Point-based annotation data
_ _ _

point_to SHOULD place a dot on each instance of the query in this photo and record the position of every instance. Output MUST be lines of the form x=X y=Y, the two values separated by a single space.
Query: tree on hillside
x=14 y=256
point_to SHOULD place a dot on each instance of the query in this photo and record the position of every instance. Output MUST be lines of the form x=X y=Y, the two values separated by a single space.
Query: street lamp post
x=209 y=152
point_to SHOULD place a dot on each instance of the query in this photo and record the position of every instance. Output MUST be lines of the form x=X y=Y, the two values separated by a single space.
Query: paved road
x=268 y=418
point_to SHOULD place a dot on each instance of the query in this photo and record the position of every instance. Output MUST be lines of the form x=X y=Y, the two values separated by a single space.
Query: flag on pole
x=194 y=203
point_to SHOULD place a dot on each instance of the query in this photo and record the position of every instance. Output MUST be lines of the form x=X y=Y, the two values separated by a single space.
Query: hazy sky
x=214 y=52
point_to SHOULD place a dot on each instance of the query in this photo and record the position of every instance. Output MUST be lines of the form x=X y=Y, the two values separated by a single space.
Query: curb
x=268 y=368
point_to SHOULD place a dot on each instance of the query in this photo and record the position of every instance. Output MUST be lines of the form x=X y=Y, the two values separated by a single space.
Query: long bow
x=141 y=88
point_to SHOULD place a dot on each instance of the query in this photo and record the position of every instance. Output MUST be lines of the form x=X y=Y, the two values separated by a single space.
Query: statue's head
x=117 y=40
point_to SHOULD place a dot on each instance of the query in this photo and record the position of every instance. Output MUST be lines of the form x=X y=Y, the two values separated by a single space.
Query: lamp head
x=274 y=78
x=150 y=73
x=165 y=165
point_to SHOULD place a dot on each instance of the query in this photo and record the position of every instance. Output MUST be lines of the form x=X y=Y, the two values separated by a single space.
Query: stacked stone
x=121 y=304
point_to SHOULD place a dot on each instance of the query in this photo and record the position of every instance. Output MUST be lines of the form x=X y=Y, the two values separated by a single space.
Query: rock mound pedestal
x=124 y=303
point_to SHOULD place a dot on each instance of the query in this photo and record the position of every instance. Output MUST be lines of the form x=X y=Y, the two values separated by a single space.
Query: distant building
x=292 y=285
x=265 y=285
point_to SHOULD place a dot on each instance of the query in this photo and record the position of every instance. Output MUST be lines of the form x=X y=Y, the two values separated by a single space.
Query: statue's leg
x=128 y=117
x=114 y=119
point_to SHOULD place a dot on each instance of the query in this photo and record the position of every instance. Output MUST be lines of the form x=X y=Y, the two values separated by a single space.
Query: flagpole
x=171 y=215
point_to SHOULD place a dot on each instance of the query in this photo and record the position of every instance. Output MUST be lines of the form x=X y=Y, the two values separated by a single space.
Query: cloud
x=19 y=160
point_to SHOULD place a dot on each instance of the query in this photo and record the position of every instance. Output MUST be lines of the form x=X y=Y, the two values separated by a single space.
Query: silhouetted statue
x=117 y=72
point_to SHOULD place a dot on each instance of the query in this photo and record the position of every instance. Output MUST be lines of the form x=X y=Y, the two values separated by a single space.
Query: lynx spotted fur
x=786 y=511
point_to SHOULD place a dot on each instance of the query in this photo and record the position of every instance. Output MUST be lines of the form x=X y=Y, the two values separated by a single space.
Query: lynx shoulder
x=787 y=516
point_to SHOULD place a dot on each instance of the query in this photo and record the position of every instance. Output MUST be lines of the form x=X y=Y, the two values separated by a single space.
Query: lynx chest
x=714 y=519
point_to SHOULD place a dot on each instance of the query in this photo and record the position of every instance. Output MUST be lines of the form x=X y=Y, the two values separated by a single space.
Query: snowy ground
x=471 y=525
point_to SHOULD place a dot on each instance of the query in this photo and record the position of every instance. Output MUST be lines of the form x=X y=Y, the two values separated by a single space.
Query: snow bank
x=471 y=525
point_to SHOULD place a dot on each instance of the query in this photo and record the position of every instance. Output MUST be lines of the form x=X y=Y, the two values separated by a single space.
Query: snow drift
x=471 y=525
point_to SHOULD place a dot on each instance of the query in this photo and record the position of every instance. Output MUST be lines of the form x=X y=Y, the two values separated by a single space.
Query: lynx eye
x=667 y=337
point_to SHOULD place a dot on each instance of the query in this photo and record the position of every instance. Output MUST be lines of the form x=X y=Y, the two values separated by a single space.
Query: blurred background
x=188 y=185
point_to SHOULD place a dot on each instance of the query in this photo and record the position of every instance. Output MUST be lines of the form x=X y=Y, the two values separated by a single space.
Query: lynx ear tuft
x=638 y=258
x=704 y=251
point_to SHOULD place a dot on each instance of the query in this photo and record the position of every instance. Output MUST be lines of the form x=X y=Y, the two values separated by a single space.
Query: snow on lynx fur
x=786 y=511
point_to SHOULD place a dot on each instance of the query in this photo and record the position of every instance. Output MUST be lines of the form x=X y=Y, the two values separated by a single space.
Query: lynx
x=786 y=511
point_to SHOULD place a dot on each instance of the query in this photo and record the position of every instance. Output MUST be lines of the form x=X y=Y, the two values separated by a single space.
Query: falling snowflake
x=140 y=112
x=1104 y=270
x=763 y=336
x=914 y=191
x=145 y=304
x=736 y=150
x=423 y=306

_ _ _

**STATED GOAL**
State how many lines of the items above contain the string "lamp", treating uppercase and lowercase as distinct. Give only the number.

**TASK OUTPUT**
2